AIM A:
According to the fan interview below, how long did it take to post the answers after the questions were requested?
## BEGIN SELECTED EXTRACT
Fan Interview

by Clint on May 1st 2011

A year ago, I posted in the blog asking for fan interview questions. As usual, I posted a link to the entry on facebook and twitter. I got a bunch of good (and bad) questions back. Some were in email but many on the blog and social media sites. It took me a year (honestly I kind of forgot) but for what it's worth, here you go. This stuff is way more fun than your typical interview. I'll definitely do it again after the next release. (also hope to interview a few other artists I respect and post them here too)

What advice would you give to guys just getting in to making electronic music right now? What is the best way to be heard and develop a fan base?


I think it's fairly given that you need to address some base fundamentals about an online presence. Get a web site, twitter, facebook, soundcloud, bandcamp, etc.. For details on what you should be thinking here, read the 20 Things You Must Know About Music Online.

However, IMHO, new artists normally focus too much time on the internet. Ultimately because fairly professional looking music players and profiles are so easy to use online, EVERYONE does it; making it actually harder to stand out and get heard. The phenomenon is related to what's often called the "Democratization" of the music industry. Because everyone can DIY their own distribution and promotion so easily, it means everyone does and hence it's a diminishing return. The more free music there is online, for example, the harder it is to find good music. This isn't just true for you, but more importantly, all your potential fans. A needle is much harder to find in hay stack than a sewing kit. So from a promotional perspective, why does everyone seem to focus on adding more hay?!?
## END SELECTED EXTRACT
## BEGIN PROVIDED RECORDS
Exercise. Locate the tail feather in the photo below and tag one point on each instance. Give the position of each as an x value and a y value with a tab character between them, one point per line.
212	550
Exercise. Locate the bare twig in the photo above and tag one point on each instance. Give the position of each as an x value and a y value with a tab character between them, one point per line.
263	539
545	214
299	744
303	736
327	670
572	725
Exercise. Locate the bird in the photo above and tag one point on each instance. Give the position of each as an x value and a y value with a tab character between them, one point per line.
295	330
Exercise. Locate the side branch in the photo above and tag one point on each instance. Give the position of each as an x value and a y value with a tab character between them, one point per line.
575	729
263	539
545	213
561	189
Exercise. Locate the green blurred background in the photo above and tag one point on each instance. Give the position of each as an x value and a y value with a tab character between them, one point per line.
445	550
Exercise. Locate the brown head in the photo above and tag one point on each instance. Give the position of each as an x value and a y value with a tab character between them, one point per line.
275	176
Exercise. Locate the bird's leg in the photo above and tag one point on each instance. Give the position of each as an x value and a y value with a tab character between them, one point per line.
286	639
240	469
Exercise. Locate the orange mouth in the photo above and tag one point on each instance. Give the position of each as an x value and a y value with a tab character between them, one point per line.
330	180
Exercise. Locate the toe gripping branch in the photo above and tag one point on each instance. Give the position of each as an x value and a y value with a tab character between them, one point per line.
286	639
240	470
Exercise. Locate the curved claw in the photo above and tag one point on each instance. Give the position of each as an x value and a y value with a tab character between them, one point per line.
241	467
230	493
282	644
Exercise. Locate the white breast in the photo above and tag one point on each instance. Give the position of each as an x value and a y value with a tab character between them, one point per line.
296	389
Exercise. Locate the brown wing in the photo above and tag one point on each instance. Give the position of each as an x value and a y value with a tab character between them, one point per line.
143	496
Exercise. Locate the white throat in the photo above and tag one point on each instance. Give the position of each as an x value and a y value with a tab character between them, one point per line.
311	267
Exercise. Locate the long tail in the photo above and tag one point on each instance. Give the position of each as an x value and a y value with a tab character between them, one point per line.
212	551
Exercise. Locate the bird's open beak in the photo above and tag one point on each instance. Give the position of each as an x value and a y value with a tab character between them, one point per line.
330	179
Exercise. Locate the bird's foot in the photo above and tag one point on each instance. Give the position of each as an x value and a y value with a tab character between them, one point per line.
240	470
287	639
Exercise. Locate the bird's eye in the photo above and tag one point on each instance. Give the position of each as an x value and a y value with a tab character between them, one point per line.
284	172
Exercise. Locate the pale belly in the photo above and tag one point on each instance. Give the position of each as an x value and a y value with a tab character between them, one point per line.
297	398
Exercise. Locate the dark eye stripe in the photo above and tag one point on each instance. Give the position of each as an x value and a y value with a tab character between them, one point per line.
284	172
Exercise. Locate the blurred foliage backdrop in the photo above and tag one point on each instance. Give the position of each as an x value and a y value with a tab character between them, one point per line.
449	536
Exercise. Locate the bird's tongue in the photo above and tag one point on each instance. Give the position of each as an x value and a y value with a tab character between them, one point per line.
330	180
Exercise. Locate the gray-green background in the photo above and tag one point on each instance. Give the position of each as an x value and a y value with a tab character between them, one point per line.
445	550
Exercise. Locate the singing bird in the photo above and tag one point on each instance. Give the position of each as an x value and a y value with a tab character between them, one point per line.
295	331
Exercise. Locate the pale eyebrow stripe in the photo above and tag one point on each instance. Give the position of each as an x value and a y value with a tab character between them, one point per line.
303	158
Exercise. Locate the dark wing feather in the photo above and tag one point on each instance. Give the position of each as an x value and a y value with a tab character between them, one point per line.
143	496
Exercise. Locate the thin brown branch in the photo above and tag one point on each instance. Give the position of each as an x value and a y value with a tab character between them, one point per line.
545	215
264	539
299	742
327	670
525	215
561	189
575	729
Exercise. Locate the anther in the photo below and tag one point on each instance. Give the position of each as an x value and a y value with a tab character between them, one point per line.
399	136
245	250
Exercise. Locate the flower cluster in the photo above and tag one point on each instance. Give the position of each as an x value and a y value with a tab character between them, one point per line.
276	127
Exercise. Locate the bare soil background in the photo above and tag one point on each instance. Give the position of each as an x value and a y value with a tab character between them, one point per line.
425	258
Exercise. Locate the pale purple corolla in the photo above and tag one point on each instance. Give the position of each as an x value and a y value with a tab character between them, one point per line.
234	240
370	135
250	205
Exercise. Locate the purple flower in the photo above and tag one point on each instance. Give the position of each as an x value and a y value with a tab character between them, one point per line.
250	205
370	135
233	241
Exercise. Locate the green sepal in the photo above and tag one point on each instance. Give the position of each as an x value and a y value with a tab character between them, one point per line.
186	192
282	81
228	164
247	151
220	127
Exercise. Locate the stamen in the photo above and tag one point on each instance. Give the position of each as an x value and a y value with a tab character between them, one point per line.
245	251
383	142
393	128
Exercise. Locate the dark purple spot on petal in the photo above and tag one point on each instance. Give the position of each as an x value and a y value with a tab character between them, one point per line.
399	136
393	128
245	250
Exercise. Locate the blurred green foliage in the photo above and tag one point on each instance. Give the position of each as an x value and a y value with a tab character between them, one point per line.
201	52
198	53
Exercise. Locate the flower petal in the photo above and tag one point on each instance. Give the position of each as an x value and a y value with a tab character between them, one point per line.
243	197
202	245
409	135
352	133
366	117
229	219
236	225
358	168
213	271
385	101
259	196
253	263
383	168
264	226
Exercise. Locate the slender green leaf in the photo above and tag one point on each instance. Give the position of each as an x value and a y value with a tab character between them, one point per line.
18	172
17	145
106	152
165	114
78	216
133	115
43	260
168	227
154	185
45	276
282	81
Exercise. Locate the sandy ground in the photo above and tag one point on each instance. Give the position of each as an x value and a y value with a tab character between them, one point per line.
## END PROVIDED RECORDS
## BEGIN PROVIDED RECORDS
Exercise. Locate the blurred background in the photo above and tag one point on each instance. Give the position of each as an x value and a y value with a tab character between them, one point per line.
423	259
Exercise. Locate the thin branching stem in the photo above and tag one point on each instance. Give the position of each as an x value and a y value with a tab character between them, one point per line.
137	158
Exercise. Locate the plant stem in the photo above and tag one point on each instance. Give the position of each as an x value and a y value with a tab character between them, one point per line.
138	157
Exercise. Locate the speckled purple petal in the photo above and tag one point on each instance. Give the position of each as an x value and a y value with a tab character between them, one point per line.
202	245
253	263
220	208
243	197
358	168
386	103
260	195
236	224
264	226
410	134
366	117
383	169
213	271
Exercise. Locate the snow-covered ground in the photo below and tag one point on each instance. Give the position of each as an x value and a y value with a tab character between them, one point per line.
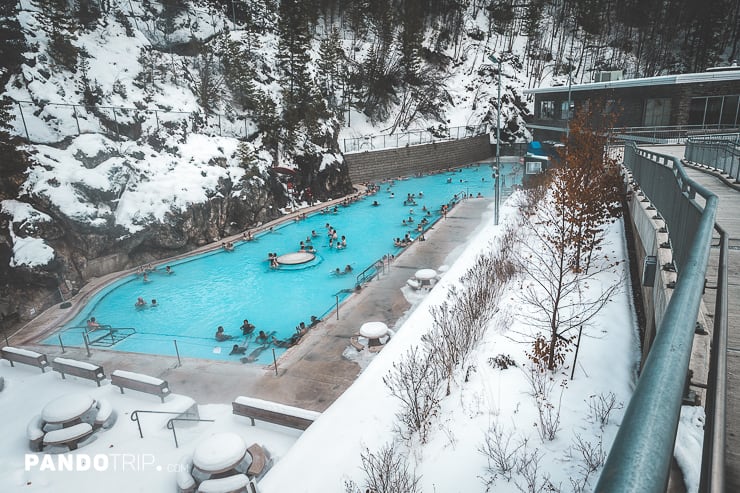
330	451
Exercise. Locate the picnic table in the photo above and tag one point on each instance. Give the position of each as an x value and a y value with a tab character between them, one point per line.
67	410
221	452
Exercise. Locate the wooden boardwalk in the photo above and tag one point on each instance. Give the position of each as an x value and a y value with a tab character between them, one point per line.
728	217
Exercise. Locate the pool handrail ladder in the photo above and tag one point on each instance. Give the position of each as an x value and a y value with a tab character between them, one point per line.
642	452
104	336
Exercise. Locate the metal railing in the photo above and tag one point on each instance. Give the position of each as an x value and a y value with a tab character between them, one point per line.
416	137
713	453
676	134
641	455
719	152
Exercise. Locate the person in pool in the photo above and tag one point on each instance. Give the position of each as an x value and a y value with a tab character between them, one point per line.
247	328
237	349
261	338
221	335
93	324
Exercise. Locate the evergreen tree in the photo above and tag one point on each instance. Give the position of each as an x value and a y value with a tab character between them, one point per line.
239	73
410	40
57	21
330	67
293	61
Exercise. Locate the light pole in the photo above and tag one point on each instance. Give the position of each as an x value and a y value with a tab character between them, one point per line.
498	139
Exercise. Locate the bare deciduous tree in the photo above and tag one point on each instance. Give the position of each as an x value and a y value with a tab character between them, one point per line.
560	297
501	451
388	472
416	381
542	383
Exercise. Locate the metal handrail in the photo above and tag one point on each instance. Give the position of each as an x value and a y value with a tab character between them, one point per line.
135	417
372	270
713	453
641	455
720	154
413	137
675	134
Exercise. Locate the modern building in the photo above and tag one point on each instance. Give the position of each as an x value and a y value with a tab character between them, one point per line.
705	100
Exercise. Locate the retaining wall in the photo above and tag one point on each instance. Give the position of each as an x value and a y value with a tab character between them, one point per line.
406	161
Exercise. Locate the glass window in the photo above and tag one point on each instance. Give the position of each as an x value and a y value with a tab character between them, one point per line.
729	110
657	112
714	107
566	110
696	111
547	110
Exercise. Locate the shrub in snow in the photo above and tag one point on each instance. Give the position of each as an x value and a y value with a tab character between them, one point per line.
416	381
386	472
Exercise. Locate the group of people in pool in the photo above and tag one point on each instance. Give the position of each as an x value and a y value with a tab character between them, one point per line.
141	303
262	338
## END PROVIDED RECORDS
AIM B:
Gather every line of the data items above that contains the string "wing", treating uppercase and lowercase as different.

EXERCISE SOLUTION A:
It took a year.

EXERCISE SOLUTION B:
Exercise. Locate the brown wing in the photo above and tag one point on each instance. Give the position of each as an x value and a y value with a tab character between them, one point per line.
Exercise. Locate the dark wing feather in the photo above and tag one point on each instance. Give the position of each as an x value and a y value with a tab character between them, one point per line.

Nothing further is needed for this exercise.